§ **Data for this task**:
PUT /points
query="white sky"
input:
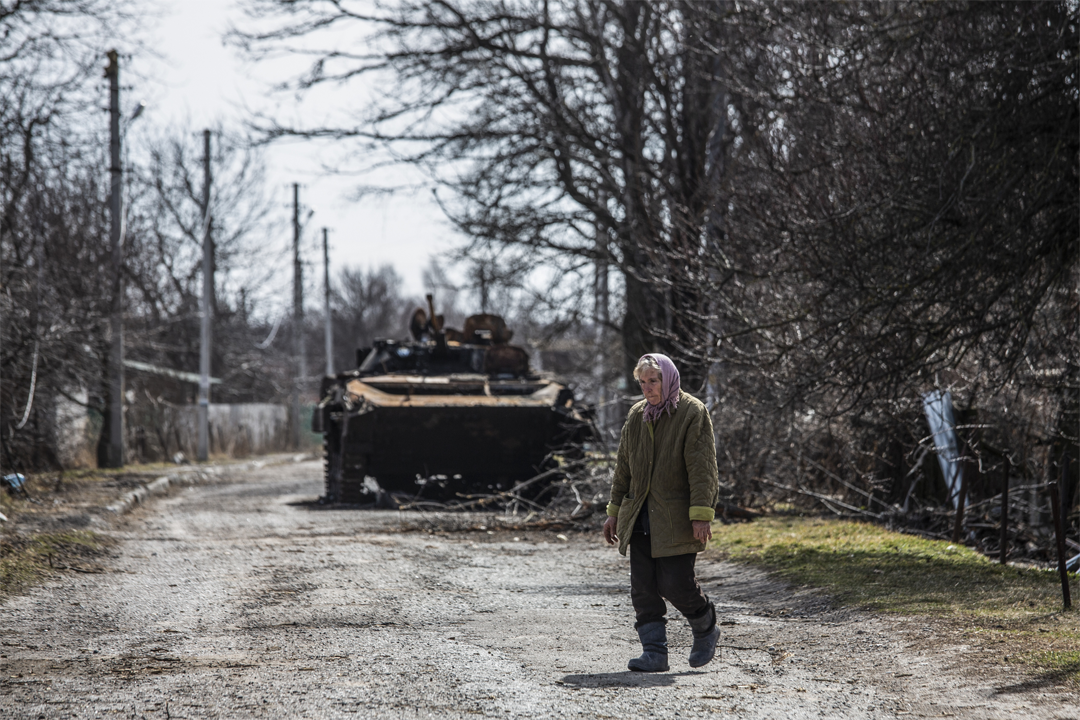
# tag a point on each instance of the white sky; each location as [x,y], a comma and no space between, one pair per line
[201,81]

§ **To do**:
Reproduce the listing above with each occurrence of "sky" swapped for "clouds" and everything else kept the same. Leave the pictures out of your version.

§ **Worked answer**:
PUT /points
query="white clouds"
input:
# tag a point on each instance of the white clouds; each location as [x,y], a comma and no space between, one pair per line
[201,81]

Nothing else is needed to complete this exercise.